- Exercise
Give every line of the records below as a Markdown table with two columns, Row and Line, numbering the rows in order and leaving out any blank lines.

Raw records
— begin —
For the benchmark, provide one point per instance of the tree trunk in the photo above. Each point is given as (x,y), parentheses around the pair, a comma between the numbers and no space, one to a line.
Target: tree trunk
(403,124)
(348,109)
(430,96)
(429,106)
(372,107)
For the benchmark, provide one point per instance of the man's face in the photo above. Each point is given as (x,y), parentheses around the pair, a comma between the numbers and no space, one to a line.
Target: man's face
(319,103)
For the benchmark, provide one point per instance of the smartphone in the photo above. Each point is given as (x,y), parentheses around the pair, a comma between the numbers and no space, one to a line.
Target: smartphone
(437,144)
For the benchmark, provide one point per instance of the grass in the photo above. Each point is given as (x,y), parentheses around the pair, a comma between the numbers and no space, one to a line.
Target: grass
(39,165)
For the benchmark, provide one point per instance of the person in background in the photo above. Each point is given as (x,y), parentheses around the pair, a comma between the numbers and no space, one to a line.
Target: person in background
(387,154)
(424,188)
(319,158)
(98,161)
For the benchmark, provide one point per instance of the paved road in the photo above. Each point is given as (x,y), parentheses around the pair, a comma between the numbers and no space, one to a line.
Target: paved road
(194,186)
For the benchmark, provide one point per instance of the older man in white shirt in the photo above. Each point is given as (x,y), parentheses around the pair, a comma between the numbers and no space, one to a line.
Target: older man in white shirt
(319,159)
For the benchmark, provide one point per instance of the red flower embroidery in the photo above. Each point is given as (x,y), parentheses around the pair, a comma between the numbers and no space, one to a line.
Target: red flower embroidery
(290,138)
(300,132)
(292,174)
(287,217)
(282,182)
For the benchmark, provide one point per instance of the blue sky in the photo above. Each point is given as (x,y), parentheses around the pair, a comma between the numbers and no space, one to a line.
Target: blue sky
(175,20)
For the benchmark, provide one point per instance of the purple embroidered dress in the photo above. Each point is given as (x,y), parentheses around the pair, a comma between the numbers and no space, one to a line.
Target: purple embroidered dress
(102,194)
— end —
- Answer for the task
| Row | Line |
|---|---|
| 1 | For the benchmark, provide one point per instance of the tree trunk in the photo above. Each point is given as (x,y), parentheses around the pair, a comma between the numbers and no space, one to a line. |
| 2 | Target: tree trunk |
| 3 | (403,124) |
| 4 | (348,109) |
| 5 | (430,96) |
| 6 | (429,106) |
| 7 | (372,107) |
| 8 | For the benchmark, provide one point per instance of the man's face in the photo above. Each point is given as (x,y), parentheses around the pair, a comma between the numbers and no space, one to a line. |
| 9 | Target: man's face |
| 10 | (319,103) |
| 11 | For the benchmark, provide one point per instance of the smartphone in the photo above. Each point is given as (x,y), parentheses around the pair, a comma between the numbers and no space, one to a line. |
| 12 | Target: smartphone |
| 13 | (437,144) |
| 14 | For the benchmark, provide one point per instance of the grass in the photo above. Each point is given as (x,y), parentheses around the pair, a comma between the numbers and no space, one to a line. |
| 15 | Target: grass |
| 16 | (39,165) |
| 17 | For the benchmark, provide one point per instance of the person in background in the photo above. Each point is given as (x,y), parentheses around the pair, a comma between the numbers and no space, one to a line. |
| 18 | Target: person in background |
| 19 | (387,154) |
| 20 | (424,188) |
| 21 | (319,158) |
| 22 | (98,161) |
| 23 | For the benchmark, provide one point per instance of the paved road in the photo above. Each point is given as (x,y), parentheses around the pair, a comma between the numbers and no space, one to a line. |
| 24 | Target: paved road |
| 25 | (194,186) |
| 26 | For the benchmark, provide one point per instance of the older man in white shirt in the photo above. Each point is given as (x,y), parentheses around the pair, a comma between the numbers and no space, one to a line. |
| 27 | Target: older man in white shirt |
| 28 | (319,159) |
| 29 | For the benchmark, provide one point per instance of the red flower embroidery in the photo above. Each point is given as (x,y), parentheses around the pair, a comma between the numbers and no space, one to a line. |
| 30 | Target: red flower embroidery |
| 31 | (290,138) |
| 32 | (300,132) |
| 33 | (292,174) |
| 34 | (287,217) |
| 35 | (282,182) |
| 36 | For the benchmark, provide one point per instance of the blue sky in the photo above. Each point is given as (x,y), parentheses around the pair, a comma between the numbers and no space, one to a line. |
| 37 | Target: blue sky |
| 38 | (175,20) |
| 39 | For the benchmark, provide one point per instance of the purple embroidered dress in the photo above. Each point is given as (x,y), parentheses around the pair, a comma between the numbers and no space, one to a line. |
| 40 | Target: purple embroidered dress |
| 41 | (102,194) |